> STATED TASK 1: In the book review below, what makes Maya's past hit her like a brick? Answer in one to three sentences.

> EXCERPT TO READ:
########

The House in the Pines
reviewed by Pam Guynn
The House in the Pines by Ana Reyes is an atmospheric psychological thriller with an unreliable narrator. This debut novel features twenty-five-year-old Maya who is still haunted by her childhood best friend’s death (Aubrey West) in front of herself and Frank Bellamy.
Seven years after that incident, Maya has tried to start a new life. She has moved in with her boyfriend, Dan. She’s trying to kick a secret drug habit that started when they were originally prescribed for her after the incident in high school. Then Maya sees an online video of another girl sitting across a diner table from Frank. The girl dies on camera and Maya’s past hits her like a brick. With fuzzy memories of the events seven years ago, Maya is determined to discover the truth of what happened then and more recently.

########

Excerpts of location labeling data
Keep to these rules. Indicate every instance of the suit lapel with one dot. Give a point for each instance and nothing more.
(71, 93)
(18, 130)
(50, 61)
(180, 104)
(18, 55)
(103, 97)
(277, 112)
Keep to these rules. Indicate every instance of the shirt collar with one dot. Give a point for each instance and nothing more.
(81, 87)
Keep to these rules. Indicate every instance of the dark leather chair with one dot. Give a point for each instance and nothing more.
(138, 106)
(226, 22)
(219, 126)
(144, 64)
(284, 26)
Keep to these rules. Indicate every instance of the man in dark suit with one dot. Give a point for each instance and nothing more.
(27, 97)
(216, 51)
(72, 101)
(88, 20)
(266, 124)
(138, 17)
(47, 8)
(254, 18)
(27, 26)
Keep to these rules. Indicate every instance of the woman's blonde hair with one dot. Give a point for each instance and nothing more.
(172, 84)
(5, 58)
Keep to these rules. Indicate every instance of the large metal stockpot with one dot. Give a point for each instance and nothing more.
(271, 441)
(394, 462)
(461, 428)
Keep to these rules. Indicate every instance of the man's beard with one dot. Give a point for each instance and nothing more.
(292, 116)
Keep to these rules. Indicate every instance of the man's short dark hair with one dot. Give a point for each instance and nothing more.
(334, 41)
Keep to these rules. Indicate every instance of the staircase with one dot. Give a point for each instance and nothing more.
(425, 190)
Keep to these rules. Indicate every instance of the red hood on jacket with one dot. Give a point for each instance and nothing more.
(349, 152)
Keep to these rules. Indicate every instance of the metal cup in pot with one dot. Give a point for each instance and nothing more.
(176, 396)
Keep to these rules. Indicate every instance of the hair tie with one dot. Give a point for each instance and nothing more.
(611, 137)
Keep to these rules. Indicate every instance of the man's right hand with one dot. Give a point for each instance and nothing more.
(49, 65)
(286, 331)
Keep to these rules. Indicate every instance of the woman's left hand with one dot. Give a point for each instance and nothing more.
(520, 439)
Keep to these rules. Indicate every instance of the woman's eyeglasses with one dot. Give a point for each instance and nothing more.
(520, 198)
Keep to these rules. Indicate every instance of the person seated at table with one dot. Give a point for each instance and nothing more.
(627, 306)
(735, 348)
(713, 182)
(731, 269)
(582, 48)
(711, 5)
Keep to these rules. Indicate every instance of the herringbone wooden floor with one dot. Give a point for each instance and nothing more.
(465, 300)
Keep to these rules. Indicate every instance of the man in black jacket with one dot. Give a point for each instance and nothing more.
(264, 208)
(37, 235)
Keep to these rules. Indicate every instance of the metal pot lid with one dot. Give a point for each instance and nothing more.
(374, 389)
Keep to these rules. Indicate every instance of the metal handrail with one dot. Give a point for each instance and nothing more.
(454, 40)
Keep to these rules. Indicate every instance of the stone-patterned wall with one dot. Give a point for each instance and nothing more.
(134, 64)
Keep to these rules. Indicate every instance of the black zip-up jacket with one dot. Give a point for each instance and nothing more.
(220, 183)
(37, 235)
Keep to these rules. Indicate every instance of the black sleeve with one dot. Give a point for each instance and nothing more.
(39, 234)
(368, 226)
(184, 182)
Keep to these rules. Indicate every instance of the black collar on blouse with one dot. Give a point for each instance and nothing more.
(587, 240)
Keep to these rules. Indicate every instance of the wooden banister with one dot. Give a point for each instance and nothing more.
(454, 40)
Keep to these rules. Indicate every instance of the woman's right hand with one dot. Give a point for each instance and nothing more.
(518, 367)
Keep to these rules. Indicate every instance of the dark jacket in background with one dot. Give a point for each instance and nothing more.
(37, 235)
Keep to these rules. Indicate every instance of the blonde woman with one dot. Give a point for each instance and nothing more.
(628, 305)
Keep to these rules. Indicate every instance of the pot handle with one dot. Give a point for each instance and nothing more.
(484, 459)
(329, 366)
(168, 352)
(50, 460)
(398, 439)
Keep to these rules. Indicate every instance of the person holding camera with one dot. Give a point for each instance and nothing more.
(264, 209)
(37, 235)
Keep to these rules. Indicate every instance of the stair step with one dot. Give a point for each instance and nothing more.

########

> STATED TASK 2: In the records, rewrite the lines from the one containing "Keep to these rules. Indicate every instance of the pot" through the end of the records, inclusive, changing "pot handle" to "stockpot handle" and leaving everything else the same.

> CORRECT RESPONSE 1: Maya sees an online video of another girl sitting across a diner table from Frank Bellamy, and the girl dies on camera. This brings back her past, because seven years earlier her childhood best friend, Aubrey West, died in front of her and Frank.

> CORRECT RESPONSE 2:
Keep to these rules. Indicate every instance of the stockpot handle with one dot. Give a point for each instance and nothing more.
(484, 459)
(329, 366)
(168, 352)
(50, 460)
(398, 439)
Keep to these rules. Indicate every instance of the person holding camera with one dot. Give a point for each instance and nothing more.
(264, 209)
(37, 235)
Keep to these rules. Indicate every instance of the stair step with one dot. Give a point for each instance and nothing more.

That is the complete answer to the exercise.